=== Source records ===
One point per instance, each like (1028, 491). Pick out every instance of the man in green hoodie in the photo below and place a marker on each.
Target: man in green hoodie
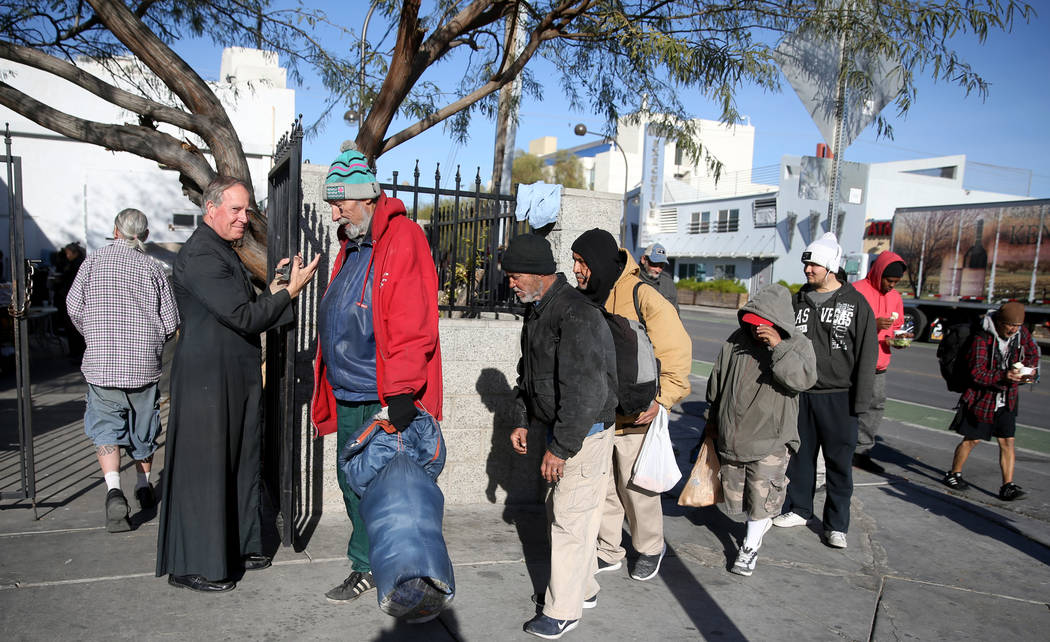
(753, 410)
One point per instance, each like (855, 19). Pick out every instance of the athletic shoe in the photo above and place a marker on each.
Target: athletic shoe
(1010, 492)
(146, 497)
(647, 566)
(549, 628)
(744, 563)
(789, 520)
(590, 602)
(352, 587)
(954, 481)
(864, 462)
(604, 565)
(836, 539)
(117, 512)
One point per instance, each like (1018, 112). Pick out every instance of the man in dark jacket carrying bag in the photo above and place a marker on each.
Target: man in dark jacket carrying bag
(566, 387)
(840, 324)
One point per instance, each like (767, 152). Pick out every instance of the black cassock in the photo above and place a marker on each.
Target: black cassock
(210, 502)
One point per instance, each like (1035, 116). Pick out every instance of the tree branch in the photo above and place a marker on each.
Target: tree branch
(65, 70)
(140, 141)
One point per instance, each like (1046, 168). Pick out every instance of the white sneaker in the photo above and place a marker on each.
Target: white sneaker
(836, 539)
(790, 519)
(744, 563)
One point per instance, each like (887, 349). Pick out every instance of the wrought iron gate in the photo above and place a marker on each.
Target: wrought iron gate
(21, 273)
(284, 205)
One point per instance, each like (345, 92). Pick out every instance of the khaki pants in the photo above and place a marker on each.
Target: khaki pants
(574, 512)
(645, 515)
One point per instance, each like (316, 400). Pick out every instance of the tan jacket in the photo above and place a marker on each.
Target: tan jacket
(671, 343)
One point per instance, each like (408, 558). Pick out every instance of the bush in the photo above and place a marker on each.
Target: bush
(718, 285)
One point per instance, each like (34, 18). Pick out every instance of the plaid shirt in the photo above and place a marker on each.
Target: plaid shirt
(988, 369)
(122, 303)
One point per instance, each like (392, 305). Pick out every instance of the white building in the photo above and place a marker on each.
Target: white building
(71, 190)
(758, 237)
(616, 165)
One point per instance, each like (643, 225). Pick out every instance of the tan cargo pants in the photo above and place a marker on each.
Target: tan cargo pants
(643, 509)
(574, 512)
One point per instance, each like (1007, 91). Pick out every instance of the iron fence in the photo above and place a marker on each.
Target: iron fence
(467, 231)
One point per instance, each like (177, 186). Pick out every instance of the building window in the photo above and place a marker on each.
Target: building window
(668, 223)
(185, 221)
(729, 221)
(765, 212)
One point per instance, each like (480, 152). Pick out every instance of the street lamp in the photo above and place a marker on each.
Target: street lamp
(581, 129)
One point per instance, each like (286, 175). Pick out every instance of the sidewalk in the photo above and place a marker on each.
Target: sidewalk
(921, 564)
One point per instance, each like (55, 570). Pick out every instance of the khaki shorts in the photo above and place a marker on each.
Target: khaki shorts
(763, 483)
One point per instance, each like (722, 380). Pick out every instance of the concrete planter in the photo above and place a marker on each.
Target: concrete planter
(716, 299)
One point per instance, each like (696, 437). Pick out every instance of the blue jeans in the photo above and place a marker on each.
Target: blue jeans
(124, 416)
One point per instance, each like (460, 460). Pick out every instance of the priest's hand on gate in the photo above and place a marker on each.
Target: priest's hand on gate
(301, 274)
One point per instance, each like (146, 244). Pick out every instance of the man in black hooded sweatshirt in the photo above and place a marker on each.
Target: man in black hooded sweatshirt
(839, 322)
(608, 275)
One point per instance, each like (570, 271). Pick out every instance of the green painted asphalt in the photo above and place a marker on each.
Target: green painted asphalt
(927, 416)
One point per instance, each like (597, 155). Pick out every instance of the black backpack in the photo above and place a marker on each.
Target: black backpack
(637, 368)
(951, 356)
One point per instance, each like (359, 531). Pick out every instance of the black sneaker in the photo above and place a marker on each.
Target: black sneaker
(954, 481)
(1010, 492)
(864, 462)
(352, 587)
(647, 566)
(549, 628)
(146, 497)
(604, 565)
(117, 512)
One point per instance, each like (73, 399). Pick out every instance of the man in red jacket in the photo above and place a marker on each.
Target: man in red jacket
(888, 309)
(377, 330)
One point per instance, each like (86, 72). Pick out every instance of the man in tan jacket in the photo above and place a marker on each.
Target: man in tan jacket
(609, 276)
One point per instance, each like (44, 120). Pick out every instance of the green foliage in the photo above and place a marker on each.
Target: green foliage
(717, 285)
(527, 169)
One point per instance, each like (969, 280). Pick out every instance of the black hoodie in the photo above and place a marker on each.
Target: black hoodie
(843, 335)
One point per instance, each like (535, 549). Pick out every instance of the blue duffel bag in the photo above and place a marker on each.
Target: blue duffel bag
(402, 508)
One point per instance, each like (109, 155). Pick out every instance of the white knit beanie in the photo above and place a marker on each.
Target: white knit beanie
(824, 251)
===
> [Short problem] Repeat all of the data above word for word, minus the pictures.

> [The response]
One point per instance, each like (1028, 491). Pick out every instance of the man in green hoodie in the photo below and place a marker on each.
Target: man in green hoodie
(753, 410)
One point per instance, each like (855, 19). Pick out every instance of the athletic shoe in the photo above and place a marker on each.
Target: athletic shoe
(1010, 492)
(146, 497)
(647, 566)
(549, 628)
(744, 563)
(789, 520)
(590, 602)
(352, 587)
(954, 481)
(864, 462)
(604, 565)
(836, 539)
(117, 512)
One point per instance, each like (1018, 112). Pick out every instance of the man in dark jacket carrying bag in the photo above and place a marker on each.
Target: man in dark jacket carrying bag
(566, 387)
(840, 324)
One point per instance, each like (767, 152). Pick out every instance of the black cassock in the photo above and place a marker on each.
Target: black cassock
(210, 502)
One point per instance, each like (1035, 116). Pick out every instance of the tree branch in the photo above and place a marker on each.
Target: tree branch
(65, 70)
(140, 141)
One point per instance, each like (1046, 168). Pick out every instance of the white sneaker in the photo above and place a marker on each.
Target: white sneaker
(836, 539)
(790, 519)
(744, 563)
One point per instance, each like (887, 349). Pick out every instance of the wrought iron gate in the photo above and place a marker on each.
Target: wrought iron gate
(21, 273)
(284, 205)
One point per instance, each like (345, 92). Pick out every instance of the khaki pants in the photo above and place a marker on each.
Target: khaki pants
(574, 512)
(645, 515)
One point per instance, each like (316, 400). Pick out every instance of the tan jacket in the photo above and place a marker on each.
Target: tan jacket
(671, 343)
One point per instance, each like (408, 558). Pick out every instance of the bush in the photo above and place a marker on each.
Target: bush
(718, 285)
One point per instance, each like (34, 18). Pick out every instance of the plaid shirt in the photo above and place a marker on each.
Target: plaid shirt
(988, 369)
(122, 303)
One point per instance, each like (392, 305). Pick out every instance of the white building in the photo above and place a marker on each.
Target: white building
(71, 190)
(758, 237)
(616, 165)
One point per instance, each like (643, 225). Pick out every instance of the tan cargo pants in the photo above and place a marker on each.
Target: tan cargo pants
(643, 509)
(574, 512)
One point per instance, each like (1007, 91). Pick out every instance of the iron fence in the photo above and place a marker on each.
Target: iron fence
(467, 231)
One point per instance, each like (177, 186). Pick out every instance of the building window in the photo above and place a marker on each.
Target: building window
(668, 223)
(185, 221)
(729, 221)
(765, 212)
One point per instance, each like (480, 152). Pick out every instance of the street lamp in the photo above and place a marker on each.
Target: street lamp
(581, 129)
One point per instance, each like (286, 175). Pick out every instance of the sidewalk in the photo above and place a marker on each.
Target: sidewalk
(921, 564)
One point per instance, each like (55, 570). Pick out every instance of the khaki shorts in the photo above and place a marker on each.
Target: khaki shorts
(763, 483)
One point per instance, each like (722, 380). Pick out every instance of the concrete planter in the photo above and place a marker on each.
Target: concrete planter
(716, 299)
One point per instance, each like (696, 437). Pick out every instance of the blue jeans in the photo above and place a marker on each.
Target: blue jeans
(124, 416)
One point per instance, each like (460, 460). Pick out every instance of the priest's hand on gate in the photo above and place a marker on each.
Target: priest's hand on gate
(301, 274)
One point per instance, each like (146, 244). Pick out every instance of the man in black hooded sweatshirt in the photo above and place a marker on each.
Target: man in black hooded sweatshirt
(839, 322)
(608, 275)
One point per instance, each like (570, 271). Pick out every instance of the green painted asphalt in the photo above and place a marker on each.
Target: green painted asphalt
(927, 416)
One point per instance, each like (597, 155). Pick out every instance of the black backpack in the photo above and place a marker on each.
Target: black backpack
(637, 368)
(951, 356)
One point per instance, each like (359, 531). Pick out every instance of the black sneaker in the photo above and place a marker on each.
Target: black sneaker
(954, 481)
(1010, 492)
(864, 462)
(352, 587)
(647, 566)
(549, 628)
(146, 497)
(604, 565)
(117, 512)
One point per instance, each like (73, 399). Pick out every instance of the man in red jacket in the photo above and place a marker on each.
Target: man in red jacket
(888, 309)
(377, 330)
One point per instance, each like (86, 72). Pick out every instance of the man in tan jacket in the photo above and place a marker on each.
Target: man in tan jacket
(609, 276)
One point per instance, each like (44, 120). Pick out every instance of the green foliage in the photo above and place a marker on each.
Target: green foliage
(717, 285)
(527, 169)
One point per instance, each like (969, 280). Pick out every instance of the black hoodie in the photo above and place a marker on each.
Target: black hoodie
(843, 335)
One point per instance, each like (535, 549). Pick out every instance of the blue duffel bag in the photo above and place a marker on each.
Target: blue duffel bag
(402, 508)
One point per instance, each like (109, 155). Pick out every instance of the white knit beanie in the photo above and place a marker on each.
Target: white knit beanie
(824, 251)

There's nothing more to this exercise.